» **AIM**: Will you transcribe the entries that follow, exactly and in full?

● ● ● ●

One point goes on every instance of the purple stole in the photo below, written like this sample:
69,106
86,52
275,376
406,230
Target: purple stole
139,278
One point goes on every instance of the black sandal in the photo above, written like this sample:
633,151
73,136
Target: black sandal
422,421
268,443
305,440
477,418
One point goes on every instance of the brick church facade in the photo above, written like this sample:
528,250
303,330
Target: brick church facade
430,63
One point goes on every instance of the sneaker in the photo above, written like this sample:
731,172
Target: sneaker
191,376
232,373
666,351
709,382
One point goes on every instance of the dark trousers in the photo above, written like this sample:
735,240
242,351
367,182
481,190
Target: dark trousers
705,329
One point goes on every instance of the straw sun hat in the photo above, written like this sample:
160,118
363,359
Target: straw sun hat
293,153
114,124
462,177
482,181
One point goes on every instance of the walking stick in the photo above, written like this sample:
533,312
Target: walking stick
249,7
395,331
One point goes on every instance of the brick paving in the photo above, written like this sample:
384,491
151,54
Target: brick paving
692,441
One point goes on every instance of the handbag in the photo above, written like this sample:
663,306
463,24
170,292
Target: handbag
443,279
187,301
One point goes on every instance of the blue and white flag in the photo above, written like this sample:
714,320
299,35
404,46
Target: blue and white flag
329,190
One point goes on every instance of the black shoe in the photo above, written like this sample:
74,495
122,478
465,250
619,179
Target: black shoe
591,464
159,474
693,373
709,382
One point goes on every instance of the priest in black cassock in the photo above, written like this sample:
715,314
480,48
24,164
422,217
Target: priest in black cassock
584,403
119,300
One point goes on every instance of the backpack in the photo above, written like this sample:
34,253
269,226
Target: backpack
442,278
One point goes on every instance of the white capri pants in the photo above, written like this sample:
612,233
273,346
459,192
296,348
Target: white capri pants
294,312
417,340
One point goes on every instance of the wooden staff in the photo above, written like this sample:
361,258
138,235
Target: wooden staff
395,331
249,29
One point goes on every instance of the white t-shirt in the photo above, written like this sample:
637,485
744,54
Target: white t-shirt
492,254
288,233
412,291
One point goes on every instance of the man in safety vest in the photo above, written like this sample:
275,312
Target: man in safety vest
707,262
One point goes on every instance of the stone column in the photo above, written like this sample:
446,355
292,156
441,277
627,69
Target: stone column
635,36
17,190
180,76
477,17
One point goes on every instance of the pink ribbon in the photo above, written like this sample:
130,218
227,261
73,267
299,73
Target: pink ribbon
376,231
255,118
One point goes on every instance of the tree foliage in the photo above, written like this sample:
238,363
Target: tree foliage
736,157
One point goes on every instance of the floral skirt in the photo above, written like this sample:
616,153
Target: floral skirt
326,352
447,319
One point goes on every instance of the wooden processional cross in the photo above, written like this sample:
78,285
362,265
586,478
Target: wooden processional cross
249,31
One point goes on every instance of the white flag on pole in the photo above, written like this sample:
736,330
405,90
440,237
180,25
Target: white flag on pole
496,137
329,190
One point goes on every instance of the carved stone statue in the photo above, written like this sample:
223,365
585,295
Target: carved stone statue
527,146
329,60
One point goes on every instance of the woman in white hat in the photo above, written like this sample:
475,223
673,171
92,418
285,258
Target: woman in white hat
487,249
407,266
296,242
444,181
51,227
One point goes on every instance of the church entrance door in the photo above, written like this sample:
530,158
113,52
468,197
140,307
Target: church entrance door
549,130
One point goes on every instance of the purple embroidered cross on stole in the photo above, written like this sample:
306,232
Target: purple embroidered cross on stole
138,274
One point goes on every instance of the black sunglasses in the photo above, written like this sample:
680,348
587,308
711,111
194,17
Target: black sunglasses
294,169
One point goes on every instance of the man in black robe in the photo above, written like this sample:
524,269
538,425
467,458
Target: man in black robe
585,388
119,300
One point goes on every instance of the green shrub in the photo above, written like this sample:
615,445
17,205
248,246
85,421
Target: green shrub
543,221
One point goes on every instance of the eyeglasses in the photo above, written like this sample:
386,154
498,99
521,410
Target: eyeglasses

● ● ● ●

» **ANSWER TO THE EXERCISE**:
One point goes on every instance of the purple stole in the photo below, written like this sample:
69,106
86,52
275,376
406,230
Target: purple stole
139,278
One point goes on every instance of the black sandal in the photo above, written like this sample:
633,151
73,136
Target: black sandal
422,421
268,443
305,440
477,418
One point goes on every instance of the brick church facade in the photo above, written like this sample:
528,250
303,330
Target: brick church facade
430,63
One point goes on every instance of the sneaker in the photo above, written like this sample:
731,172
Target: sneaker
191,376
232,373
666,351
709,382
One point goes on every instance of the dark trousers in the photo above, written like this sample:
735,240
242,351
367,182
481,190
Target: dark trousers
705,329
One point goes on every instance of the straw sun hat in the photo above, written like this sample:
160,118
363,359
Target: straw sun hat
293,153
114,124
462,177
482,181
One point goes on every instance of the walking stick in the photo above, written like this sample:
533,312
Target: walking stick
249,7
395,331
One point goes on every instance of the brick paving in the photo above, written like this sample:
384,491
151,54
Target: brick paving
692,441
One point goes on every instance of the handbag in the photo above, written like this sample:
663,306
463,24
170,292
Target: handbag
443,279
187,301
One point goes on every instance of the blue and white flag in the photo above, written like this sample:
714,320
299,35
404,46
Target: blue and white flag
329,190
One point goes on every instance of the black shoe in the photo above, written like this sample:
74,495
122,478
465,250
619,179
Target: black shoe
591,464
159,474
693,373
709,382
One point goes on every instance of the priest in black cassock in the photo above, written like this sample:
715,314
480,48
24,164
422,217
Target: priest in black cassock
584,403
119,300
One point goes on every instance of the backpack in the photo above, written like this sample:
34,253
269,226
Target: backpack
442,278
One point goes on every instance of the white capri pants in the photo above, written like this sample:
612,233
273,346
459,192
296,348
Target: white capri pants
294,312
417,340
One point goes on every instance of the wooden staff in the photo above, written like this sample:
361,258
138,235
Target: wooden staff
395,331
249,29
One point goes on every instance of the white t-shirt in the photo above, written like this sample:
637,485
744,54
Target: white t-shirt
492,254
288,233
412,291
One point goes on every instance of the man in safety vest in the photo above, written like this sample:
275,312
Target: man in safety vest
707,262
One point goes on every instance of the stone column in the photo above, written like this sample:
446,355
292,156
441,277
627,69
Target: stone column
635,36
17,190
180,76
477,17
One point goes on every instance of the pink ribbon in the photo above, written like this sample:
130,218
227,261
73,267
299,73
Target: pink ribbon
376,231
255,118
One point goes on every instance of the tree foliage in the photo above, written like this sample:
238,363
Target: tree foliage
736,157
One point goes on every instance of the floral skirt in the photo above, written like this sample:
616,153
Target: floral skirt
326,352
447,319
One point goes on every instance of the wooden processional cross in the photo above, written like this sample:
78,285
362,265
586,478
Target: wooden processional cross
249,31
One point goes on every instance of the white flag on pole in the photo above, written like this sample:
736,330
405,90
440,237
180,25
Target: white flag on pole
496,137
329,190
One point goes on every instance of the carved stone statue in the photo above, written like this sample:
223,365
585,295
Target: carved stone statue
527,146
329,60
One point goes on every instance of the woman in white hat in the photo above, written like this sample:
475,223
673,171
92,418
285,258
Target: woman in white hat
487,249
407,266
296,242
444,181
51,227
One point goes on every instance of the church entrance door in the photo above, written like this sample:
530,158
113,52
468,197
140,307
Target: church entrance door
549,130
One point goes on every instance of the purple embroidered cross on stole in the photo above, written like this sample:
306,232
Target: purple embroidered cross on stole
138,274
One point goes on every instance of the black sunglasses in the photo above, written like this sample:
680,348
587,308
711,111
194,17
Target: black sunglasses
294,169
One point goes on every instance of the man in black robe in the photo above, written like this sample:
524,269
538,425
467,458
Target: man in black robe
585,388
119,300
One point goes on every instance of the green shrub in the photo above, written like this sample:
615,445
17,205
248,246
85,421
Target: green shrub
543,221
One point goes on every instance of the eyeglasses in the photo above, written like this sample:
386,154
498,99
521,410
Target: eyeglasses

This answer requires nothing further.